Exercise requirements: In full and without changes, output the data.

--

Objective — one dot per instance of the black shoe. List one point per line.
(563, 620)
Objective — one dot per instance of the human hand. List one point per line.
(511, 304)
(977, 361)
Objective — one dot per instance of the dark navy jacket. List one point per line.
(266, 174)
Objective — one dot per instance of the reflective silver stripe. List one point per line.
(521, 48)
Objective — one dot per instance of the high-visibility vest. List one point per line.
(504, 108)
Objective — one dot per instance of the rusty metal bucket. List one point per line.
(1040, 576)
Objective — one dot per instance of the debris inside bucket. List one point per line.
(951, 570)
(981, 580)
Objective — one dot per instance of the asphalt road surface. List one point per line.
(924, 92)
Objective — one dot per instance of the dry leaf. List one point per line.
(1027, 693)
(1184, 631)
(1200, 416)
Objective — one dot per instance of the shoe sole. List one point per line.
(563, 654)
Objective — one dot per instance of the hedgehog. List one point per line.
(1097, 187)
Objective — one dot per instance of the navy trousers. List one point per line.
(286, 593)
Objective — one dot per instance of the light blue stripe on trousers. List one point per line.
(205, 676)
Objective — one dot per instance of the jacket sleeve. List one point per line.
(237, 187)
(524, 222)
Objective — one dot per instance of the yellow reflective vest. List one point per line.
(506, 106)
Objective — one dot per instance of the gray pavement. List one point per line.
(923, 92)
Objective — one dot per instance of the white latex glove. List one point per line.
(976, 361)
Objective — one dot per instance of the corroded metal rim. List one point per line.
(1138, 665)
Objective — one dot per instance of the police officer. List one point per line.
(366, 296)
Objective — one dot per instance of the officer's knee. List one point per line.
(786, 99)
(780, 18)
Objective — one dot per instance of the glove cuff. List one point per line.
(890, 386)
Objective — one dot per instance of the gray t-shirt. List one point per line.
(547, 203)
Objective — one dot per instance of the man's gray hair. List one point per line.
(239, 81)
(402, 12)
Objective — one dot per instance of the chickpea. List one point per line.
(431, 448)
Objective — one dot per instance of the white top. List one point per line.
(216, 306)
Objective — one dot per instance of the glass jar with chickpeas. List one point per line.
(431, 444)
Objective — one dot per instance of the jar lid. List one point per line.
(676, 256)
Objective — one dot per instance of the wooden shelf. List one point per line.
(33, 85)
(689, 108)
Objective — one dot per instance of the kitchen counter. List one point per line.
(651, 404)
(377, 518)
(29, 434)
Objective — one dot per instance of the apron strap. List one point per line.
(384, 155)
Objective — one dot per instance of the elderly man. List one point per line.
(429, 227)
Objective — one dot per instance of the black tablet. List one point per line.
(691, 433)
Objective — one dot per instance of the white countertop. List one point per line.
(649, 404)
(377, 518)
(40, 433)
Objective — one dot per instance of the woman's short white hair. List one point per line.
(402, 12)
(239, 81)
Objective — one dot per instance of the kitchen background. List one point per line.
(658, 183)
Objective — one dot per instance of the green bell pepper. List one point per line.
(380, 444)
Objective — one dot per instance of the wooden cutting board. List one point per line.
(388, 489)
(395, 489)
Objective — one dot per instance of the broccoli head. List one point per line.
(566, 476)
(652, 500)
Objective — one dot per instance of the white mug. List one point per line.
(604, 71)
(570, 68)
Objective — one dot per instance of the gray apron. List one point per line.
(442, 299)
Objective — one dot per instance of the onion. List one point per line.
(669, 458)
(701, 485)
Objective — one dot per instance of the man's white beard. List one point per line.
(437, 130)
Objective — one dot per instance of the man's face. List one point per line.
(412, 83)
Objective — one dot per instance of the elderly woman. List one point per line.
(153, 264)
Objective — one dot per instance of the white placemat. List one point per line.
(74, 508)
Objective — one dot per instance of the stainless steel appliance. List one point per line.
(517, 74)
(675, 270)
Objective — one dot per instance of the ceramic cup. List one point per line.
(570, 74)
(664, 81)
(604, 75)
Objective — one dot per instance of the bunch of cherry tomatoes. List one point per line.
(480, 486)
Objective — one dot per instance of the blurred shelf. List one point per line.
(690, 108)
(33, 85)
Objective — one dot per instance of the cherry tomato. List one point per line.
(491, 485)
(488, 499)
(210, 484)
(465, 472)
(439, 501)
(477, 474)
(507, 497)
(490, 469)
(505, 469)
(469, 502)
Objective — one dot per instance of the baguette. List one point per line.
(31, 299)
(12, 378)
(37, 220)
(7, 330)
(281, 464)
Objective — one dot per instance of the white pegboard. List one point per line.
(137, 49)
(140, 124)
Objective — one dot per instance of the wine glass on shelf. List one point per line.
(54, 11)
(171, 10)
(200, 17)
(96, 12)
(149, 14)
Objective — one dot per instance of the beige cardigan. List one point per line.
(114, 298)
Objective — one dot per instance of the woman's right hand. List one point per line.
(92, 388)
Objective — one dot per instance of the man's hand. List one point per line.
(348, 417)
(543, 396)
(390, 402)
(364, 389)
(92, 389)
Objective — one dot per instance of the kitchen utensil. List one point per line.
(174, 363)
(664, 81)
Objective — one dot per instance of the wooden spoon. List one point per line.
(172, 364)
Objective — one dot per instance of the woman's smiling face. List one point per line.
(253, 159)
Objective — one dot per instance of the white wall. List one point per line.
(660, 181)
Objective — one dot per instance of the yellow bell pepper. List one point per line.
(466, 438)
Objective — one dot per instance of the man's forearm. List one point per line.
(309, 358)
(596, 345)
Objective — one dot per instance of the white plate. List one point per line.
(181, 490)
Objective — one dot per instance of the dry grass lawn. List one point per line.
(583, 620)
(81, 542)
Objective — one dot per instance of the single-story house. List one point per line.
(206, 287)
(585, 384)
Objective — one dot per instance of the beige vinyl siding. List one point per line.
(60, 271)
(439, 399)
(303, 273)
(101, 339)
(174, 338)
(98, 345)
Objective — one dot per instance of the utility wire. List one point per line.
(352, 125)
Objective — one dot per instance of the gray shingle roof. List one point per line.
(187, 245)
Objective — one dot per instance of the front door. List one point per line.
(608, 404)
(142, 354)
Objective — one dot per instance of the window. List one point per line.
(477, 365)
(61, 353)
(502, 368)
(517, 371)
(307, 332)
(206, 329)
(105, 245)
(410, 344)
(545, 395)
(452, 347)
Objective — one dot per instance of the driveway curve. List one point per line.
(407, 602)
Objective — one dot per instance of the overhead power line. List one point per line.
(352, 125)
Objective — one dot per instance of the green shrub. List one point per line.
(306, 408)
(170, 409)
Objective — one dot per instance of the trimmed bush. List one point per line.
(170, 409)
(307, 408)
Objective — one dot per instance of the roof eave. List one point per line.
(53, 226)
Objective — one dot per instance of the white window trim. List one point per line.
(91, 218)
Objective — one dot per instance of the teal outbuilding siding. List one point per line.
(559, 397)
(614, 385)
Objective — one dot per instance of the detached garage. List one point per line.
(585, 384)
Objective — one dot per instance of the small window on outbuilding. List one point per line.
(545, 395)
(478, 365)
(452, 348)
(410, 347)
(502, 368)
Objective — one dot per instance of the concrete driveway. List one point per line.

--

Worked solution:
Objective — one dot per instance of the black shoe. List one point per line.
(563, 620)
Objective — one dot per instance of the human hand. List one point per line.
(511, 304)
(977, 361)
Objective — one dot per instance of the dark navy jacket. List one point per line.
(266, 174)
Objective — one dot per instance of the reflective silver stripe. List one point per line.
(521, 48)
Objective — one dot per instance of the high-visibility vest. List one point per line.
(504, 108)
Objective — one dot per instance of the rusty metal bucket. List one point per line.
(1040, 576)
Objective — one dot per instance of the debris inside bucket. List one point per line.
(951, 570)
(981, 580)
Objective — one dot per instance of the asphalt road surface. List one point per line.
(924, 92)
Objective — one dot per instance of the dry leaf. List one point per line.
(1027, 693)
(1184, 631)
(1200, 416)
Objective — one dot per instance of the shoe sole. List one point per line.
(563, 654)
Objective — one dot per instance of the hedgehog. List one point per line.
(1097, 187)
Objective — one dot per instance of the navy trousers. List one point per line.
(286, 593)
Objective — one dot per instance of the light blue stripe on trousers. List one point per line.
(205, 676)
Objective — one dot per instance of the jacket sleeve. List one point per line.
(237, 187)
(524, 222)
Objective — one dot per instance of the yellow reflective vest. List one point per line.
(506, 106)
Objective — one dot per instance of the gray pavement. List one point per line.
(923, 92)
Objective — one dot per instance of the white latex glove. List one point per line.
(976, 361)
Objective — one dot per instance of the corroded metal rim. List one point per line.
(1138, 665)
Objective — one dot per instance of the police officer. List one point per line.
(366, 296)
Objective — one dot per instance of the officer's knee. List one point per line.
(786, 99)
(780, 18)
Objective — one dot per instance of the glove cuff. List one point per line.
(890, 386)
Objective — one dot per instance of the gray t-shirt. List one point per line.
(547, 203)
Objective — one dot per instance of the man's gray hair. List one point per line.
(239, 81)
(402, 12)
Objective — one dot per instance of the chickpea. List one point per line.
(431, 448)
Objective — one dot per instance of the white top. List one point per line.
(216, 306)
Objective — one dot per instance of the glass jar with chickpeas. List one point per line.
(431, 444)
Objective — one dot per instance of the jar lid. List one point per line.
(676, 256)
Objective — one dot per instance of the wooden shelf. List one point per line.
(33, 85)
(689, 108)
Objective — one dot per instance of the kitchen counter. List one point per line.
(651, 404)
(377, 518)
(29, 434)
Objective — one dot per instance of the apron strap. List one point per line.
(384, 155)
Objective — one dot per instance of the elderly man. List one point per line.
(429, 227)
Objective — one dot per instance of the black tablet. List one point per line.
(691, 433)
Objective — one dot per instance of the white countertop. List one point per line.
(649, 404)
(377, 518)
(40, 433)
Objective — one dot per instance of the woman's short white hair. List one point per line.
(402, 12)
(239, 81)
Objective — one dot per instance of the kitchen background. List one point per line.
(658, 183)
Objective — one dot per instance of the green bell pepper. List one point per line.
(380, 444)
Objective — one dot per instance of the wooden cutting board. List one point per line.
(388, 489)
(395, 489)
Objective — one dot per instance of the broccoli head. List one point per line.
(566, 476)
(652, 500)
Objective — one dot per instance of the white mug. List one point per line.
(604, 71)
(570, 68)
Objective — one dot per instance of the gray apron. List one point per line.
(442, 299)
Objective — one dot per instance of the onion. List one point per line.
(669, 458)
(701, 485)
Objective — one dot per instance of the man's white beard. List one point per line.
(437, 130)
Objective — one dot per instance of the man's face. List one point per line.
(412, 83)
Objective — one dot per instance of the elderly woman. List one point per line.
(153, 264)
Objective — one dot per instance of the white placemat. List one point per line.
(74, 508)
Objective — one dot per instance of the stainless steel appliance. List one point per line.
(517, 74)
(675, 270)
Objective — one dot per instance of the ceramic cup. List one point per line.
(570, 74)
(664, 81)
(604, 75)
Objective — one dot per instance of the bunch of cherry tomatoes. List one point per line.
(480, 486)
Objective — one dot per instance of the blurred shelf. List one point per line.
(690, 108)
(33, 85)
Objective — one dot per instance of the cherry tomato. List one point per line.
(491, 485)
(488, 499)
(210, 484)
(465, 472)
(439, 501)
(477, 474)
(507, 497)
(490, 469)
(505, 469)
(469, 502)
Objective — one dot per instance of the baguette. List one point per line.
(31, 299)
(12, 378)
(37, 220)
(7, 330)
(281, 464)
Objective — one dot per instance of the white pegboard. List one point per line.
(137, 49)
(140, 124)
Objective — one dot per instance of the wine glass on shelf. List one point per line.
(54, 11)
(171, 10)
(200, 17)
(96, 12)
(149, 14)
Objective — one dot per instance of the beige cardigan. List one point per line.
(114, 298)
Objective — one dot per instance of the woman's right hand. List one point per line.
(92, 388)
Objective — one dot per instance of the man's hand. List one point per line.
(348, 417)
(543, 396)
(390, 402)
(364, 389)
(92, 389)
Objective — one dot per instance of the kitchen utensil. List one point per line.
(174, 363)
(664, 81)
Objective — one dot per instance of the wooden spoon. List one point per line.
(172, 364)
Objective — one dot per instance of the woman's smiling face. List one point per line.
(253, 159)
Objective — one dot per instance of the white wall. List one point per line.
(660, 181)
Objective — one dot per instance of the yellow bell pepper. List one point per line.
(466, 438)
Objective — one dot per instance of the man's forearm. List one point per line.
(309, 358)
(596, 345)
Objective — one dot per instance of the white plate. List one point per line.
(181, 490)
Objective — one dot per instance of the dry grass lawn. List one point per line.
(583, 620)
(81, 542)
Objective — one dot per instance of the single-story house. List one point per line.
(206, 287)
(585, 384)
Objective — one dot per instance of the beige vinyl siding. List one point per line.
(60, 271)
(439, 399)
(303, 273)
(101, 339)
(174, 338)
(98, 345)
Objective — one dot per instance of the utility wire. List one point per line.
(352, 125)
Objective — one dot per instance of the gray shingle roof. List one point per line.
(187, 245)
Objective — one dot per instance of the front door. List one point per line.
(608, 404)
(142, 354)
Objective — one dot per instance of the window. List one point per line.
(477, 365)
(61, 353)
(502, 368)
(517, 371)
(307, 332)
(206, 329)
(105, 245)
(410, 344)
(545, 395)
(452, 347)
Objective — one dot per instance of the driveway curve. List one point per line.
(407, 602)
Objective — one dot per instance of the overhead power line. List one point per line.
(352, 125)
Objective — one dot per instance of the green shrub. List one point per line.
(306, 408)
(170, 409)
Objective — one dot per instance of the trimmed bush. List one point per line.
(170, 409)
(307, 408)
Objective — one dot per instance of the roof eave. List one point per line.
(53, 226)
Objective — one dot per instance of the white window trim. List one point per line.
(91, 218)
Objective — one dot per instance of the teal outbuilding siding. List one point per line.
(559, 397)
(614, 385)
Objective — one dot per instance of the detached garage. List one point per line.
(585, 384)
Objective — one dot per instance of the small window on outbuilding. List one point per line.
(545, 395)
(478, 365)
(452, 348)
(410, 347)
(502, 368)
Objective — one dot per instance of the concrete driveway. List one point per line.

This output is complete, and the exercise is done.